WHAT THIS TASK INVOLVES: In the listing below, transcribe the line that contains "in: indicate the red" and all lines following it, ending with the last line. Add nothing.

DATASET ENTRIES:
☆ ☆ ☆ ☆ ☆ ☆ ☆
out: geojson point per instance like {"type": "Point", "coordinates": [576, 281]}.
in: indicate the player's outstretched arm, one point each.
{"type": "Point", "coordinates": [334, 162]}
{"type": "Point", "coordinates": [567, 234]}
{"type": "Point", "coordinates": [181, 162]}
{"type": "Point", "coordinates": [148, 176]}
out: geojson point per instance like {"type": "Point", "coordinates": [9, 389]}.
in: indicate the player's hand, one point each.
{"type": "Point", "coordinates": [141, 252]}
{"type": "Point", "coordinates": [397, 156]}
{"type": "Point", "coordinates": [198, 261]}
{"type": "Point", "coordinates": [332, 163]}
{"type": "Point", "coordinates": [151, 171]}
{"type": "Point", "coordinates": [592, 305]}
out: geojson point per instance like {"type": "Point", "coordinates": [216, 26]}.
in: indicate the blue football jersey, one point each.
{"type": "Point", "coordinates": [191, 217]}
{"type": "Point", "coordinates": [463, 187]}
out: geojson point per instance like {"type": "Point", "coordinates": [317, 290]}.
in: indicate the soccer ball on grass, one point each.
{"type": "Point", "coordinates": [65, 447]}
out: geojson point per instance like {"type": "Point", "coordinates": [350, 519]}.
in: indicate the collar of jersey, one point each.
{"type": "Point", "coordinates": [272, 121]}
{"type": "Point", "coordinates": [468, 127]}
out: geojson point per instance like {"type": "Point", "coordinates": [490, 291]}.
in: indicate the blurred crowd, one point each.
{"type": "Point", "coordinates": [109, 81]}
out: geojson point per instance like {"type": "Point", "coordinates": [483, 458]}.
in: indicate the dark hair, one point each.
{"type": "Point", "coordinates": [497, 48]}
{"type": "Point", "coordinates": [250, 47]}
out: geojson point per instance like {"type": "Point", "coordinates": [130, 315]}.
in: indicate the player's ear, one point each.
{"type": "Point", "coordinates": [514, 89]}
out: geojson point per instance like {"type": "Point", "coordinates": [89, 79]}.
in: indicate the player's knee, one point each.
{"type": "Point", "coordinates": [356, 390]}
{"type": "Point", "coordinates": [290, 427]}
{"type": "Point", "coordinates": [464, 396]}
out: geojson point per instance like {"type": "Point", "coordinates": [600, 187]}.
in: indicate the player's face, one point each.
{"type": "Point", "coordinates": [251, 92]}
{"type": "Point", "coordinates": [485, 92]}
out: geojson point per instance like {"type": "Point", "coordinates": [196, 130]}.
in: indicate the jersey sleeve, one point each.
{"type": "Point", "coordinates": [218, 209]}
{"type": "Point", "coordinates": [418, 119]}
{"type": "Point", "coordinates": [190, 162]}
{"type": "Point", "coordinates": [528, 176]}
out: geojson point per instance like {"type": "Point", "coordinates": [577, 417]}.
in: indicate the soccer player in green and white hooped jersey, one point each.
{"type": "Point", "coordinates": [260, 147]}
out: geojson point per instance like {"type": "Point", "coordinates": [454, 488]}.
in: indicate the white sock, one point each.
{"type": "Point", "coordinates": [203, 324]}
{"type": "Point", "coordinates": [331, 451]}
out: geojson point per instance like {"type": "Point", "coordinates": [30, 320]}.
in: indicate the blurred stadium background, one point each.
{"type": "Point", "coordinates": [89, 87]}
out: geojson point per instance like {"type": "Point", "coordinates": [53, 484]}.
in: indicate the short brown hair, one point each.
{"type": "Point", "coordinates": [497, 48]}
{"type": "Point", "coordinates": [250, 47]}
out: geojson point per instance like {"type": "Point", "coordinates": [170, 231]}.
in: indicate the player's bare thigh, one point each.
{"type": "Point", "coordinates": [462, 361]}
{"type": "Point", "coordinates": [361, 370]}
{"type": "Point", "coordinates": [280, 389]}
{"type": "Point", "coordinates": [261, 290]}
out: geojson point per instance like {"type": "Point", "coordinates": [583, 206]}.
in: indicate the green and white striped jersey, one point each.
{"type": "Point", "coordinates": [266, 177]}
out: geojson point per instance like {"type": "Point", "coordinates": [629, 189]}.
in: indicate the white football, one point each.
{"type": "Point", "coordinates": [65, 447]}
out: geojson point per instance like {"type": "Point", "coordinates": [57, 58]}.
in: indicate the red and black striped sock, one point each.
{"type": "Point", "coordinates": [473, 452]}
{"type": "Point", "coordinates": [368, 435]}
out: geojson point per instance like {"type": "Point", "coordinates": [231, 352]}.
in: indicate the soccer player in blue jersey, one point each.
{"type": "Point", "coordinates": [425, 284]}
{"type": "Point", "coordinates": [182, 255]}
☆ ☆ ☆ ☆ ☆ ☆ ☆
SOLUTION FOR THIS EXERCISE:
in: indicate the red and black striped sock, one point each.
{"type": "Point", "coordinates": [473, 452]}
{"type": "Point", "coordinates": [368, 435]}
out: geojson point per instance like {"type": "Point", "coordinates": [231, 352]}.
in: indicate the soccer player in blue jersey, one point each.
{"type": "Point", "coordinates": [425, 284]}
{"type": "Point", "coordinates": [182, 255]}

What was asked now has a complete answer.